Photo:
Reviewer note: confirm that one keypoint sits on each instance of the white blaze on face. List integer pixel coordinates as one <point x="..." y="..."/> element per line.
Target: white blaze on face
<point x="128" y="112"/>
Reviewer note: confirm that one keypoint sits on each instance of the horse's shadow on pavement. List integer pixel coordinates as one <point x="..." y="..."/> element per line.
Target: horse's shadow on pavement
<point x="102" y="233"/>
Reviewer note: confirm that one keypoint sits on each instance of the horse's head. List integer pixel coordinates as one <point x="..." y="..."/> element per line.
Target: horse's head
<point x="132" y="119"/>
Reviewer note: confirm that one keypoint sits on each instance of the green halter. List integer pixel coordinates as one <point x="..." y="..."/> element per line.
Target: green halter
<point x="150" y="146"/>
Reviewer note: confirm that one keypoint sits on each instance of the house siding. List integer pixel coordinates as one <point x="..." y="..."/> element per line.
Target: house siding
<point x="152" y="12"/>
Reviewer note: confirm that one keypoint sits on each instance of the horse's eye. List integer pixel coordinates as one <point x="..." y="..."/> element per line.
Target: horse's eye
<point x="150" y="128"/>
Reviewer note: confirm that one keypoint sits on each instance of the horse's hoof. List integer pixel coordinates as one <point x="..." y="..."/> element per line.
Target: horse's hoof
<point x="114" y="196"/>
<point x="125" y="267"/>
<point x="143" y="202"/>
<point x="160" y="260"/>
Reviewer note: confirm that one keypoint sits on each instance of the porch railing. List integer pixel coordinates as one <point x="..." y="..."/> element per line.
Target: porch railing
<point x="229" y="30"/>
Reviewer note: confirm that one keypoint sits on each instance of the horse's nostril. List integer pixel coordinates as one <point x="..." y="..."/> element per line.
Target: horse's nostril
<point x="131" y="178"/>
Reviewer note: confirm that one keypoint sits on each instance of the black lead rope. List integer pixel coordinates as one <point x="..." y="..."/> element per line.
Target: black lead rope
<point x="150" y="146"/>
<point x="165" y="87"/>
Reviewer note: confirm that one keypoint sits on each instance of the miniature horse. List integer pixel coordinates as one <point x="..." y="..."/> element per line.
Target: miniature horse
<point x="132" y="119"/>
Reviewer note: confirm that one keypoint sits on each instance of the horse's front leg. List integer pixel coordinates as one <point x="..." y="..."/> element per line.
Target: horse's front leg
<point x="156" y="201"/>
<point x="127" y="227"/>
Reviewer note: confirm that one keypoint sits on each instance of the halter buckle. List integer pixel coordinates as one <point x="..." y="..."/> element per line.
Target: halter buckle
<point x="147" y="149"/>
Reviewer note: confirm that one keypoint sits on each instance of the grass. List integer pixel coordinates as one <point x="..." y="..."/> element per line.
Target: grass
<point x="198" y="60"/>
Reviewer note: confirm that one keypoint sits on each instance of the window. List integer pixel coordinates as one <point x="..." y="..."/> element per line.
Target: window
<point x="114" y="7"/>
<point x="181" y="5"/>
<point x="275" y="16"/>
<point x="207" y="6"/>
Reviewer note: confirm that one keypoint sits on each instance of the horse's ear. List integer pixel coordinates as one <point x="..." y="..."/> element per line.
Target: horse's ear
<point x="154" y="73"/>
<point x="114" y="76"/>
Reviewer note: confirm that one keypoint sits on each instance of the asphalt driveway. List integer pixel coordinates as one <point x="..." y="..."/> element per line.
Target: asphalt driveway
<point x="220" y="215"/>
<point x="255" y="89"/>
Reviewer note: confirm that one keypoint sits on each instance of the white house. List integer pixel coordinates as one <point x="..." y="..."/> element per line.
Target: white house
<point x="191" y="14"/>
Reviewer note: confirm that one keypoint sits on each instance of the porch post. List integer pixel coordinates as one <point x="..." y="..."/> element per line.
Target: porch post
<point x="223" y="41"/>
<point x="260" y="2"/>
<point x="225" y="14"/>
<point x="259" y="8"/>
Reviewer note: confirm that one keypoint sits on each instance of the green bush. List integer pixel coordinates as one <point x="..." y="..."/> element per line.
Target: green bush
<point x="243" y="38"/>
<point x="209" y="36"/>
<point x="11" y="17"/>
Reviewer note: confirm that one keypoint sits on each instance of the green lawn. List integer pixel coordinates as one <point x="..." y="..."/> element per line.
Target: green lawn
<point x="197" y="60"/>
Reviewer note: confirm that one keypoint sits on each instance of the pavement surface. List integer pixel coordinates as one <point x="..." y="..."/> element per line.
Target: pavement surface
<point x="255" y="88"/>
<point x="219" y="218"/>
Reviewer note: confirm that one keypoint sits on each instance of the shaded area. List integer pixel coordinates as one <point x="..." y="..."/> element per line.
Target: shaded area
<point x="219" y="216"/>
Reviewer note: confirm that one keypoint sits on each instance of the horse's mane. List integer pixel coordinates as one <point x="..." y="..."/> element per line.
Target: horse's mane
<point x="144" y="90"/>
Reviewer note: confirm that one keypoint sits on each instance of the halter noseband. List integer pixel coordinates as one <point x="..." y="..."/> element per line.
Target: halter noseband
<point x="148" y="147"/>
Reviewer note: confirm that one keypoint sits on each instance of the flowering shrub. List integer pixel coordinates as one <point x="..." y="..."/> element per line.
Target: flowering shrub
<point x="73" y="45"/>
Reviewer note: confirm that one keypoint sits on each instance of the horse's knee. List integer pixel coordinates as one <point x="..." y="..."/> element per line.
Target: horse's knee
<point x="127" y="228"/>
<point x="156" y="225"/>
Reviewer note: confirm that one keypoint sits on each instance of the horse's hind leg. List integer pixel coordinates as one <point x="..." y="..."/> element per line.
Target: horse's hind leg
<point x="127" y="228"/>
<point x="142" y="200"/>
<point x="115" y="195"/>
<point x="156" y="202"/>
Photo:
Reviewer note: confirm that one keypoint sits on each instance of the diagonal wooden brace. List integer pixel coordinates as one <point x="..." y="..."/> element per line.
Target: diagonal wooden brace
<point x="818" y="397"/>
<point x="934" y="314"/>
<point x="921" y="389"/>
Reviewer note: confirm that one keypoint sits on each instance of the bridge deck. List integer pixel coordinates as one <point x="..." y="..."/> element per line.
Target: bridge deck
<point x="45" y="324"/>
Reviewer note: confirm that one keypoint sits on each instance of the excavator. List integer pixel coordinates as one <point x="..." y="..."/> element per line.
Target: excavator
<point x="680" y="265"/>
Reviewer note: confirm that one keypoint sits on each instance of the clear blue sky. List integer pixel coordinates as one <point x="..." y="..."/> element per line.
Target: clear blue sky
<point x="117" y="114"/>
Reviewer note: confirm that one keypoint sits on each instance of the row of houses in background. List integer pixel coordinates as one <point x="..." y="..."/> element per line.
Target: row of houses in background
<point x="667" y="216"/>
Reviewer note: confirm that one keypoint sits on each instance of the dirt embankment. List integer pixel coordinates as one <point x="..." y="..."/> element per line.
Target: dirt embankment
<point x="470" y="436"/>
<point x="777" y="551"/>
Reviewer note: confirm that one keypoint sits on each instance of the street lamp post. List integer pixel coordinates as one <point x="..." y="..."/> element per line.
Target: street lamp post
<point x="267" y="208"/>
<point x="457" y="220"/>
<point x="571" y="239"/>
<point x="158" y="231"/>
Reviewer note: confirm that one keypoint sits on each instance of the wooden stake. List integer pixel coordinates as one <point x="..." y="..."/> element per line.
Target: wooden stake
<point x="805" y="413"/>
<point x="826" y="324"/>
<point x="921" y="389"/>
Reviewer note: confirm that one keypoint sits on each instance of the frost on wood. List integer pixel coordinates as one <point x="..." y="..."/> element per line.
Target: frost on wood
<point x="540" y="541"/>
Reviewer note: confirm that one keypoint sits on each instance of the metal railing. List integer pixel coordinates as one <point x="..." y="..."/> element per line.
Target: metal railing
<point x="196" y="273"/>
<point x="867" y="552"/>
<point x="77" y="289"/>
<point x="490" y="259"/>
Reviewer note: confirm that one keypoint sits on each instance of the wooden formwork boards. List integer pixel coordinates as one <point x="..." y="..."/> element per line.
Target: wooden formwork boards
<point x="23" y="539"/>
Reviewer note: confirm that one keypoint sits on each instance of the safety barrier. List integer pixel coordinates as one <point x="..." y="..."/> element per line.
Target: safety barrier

::::::::::

Exactly as written, give again every line from the one containing "of the metal" through the last line of the material above, and no other lines.

# Exercise response
Reviewer note: confirm that one keypoint sits on each instance of the metal railing. List integer pixel coordinates as one <point x="..." y="..."/> element per line.
Target: metal railing
<point x="196" y="273"/>
<point x="867" y="552"/>
<point x="77" y="289"/>
<point x="490" y="259"/>
Reviewer note: confirm that one keypoint sits on each instance of the wooden formwork boards. List integer pixel coordinates as one <point x="..." y="..."/> element per line.
Target: wooden formwork boards
<point x="23" y="539"/>
Reviewer note: confirm that one keypoint sits on each instance of the safety barrier. List integer pixel coordinates as one <point x="..." y="..."/> element per line.
Target: safety barrier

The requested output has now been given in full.